Text:
□ □ □ □ □ □ □

Site Assessments

Site assessments are on-site evaluations used to understand how physical site conditions are behaving before decisions or corrective work are considered. They focus on observing constraints, performance, and recovery patterns rather than prescribing predefined solutions.
Assessments are typically used when issues repeat, prior work has failed, or conditions are unclear enough that guidance or installation alone would be premature.

How Site Assessments Differ From Consulting

Consulting engagements are focused on interpretation and guidance—helping make sense of existing information, plans, or conditions. Site assessments go a step further by evaluating how physical systems are actually behaving on a property.

While both may involve on-site visits, assessments are diagnostic in nature and are used when understanding site behavior is necessary before determining whether action is appropriate.

□ □ □ □ □ □ □

Available data:

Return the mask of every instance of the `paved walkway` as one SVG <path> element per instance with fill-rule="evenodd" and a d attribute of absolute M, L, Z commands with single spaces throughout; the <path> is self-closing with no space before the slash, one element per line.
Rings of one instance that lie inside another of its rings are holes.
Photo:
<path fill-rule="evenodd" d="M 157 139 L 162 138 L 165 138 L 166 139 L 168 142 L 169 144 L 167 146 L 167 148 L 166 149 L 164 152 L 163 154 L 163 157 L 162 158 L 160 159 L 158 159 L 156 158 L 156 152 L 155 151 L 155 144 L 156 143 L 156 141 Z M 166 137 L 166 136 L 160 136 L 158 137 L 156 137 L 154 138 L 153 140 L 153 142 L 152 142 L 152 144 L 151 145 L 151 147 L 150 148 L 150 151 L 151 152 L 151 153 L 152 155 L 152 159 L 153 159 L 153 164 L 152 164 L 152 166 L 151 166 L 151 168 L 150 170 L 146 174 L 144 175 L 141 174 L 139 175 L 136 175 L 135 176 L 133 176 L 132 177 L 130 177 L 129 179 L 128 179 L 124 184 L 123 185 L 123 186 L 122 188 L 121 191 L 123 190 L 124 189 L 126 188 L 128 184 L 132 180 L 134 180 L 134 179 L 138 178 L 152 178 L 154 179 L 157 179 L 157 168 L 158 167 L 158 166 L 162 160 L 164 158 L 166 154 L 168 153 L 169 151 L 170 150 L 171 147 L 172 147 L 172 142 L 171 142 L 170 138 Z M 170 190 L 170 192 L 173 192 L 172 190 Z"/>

□ □ □ □ □ □ □

What is needed:
Extract from the text on site assessments the passage from "Consulting engagements are" up to and including "action is appropriate.". The lines above are separate material and have no connection to the text on site assessments.

Solution to this problem:
Consulting engagements are focused on interpretation and guidance—helping make sense of existing information, plans, or conditions. Site assessments go a step further by evaluating how physical systems are actually behaving on a property.

While both may involve on-site visits, assessments are diagnostic in nature and are used when understanding site behavior is necessary before determining whether action is appropriate.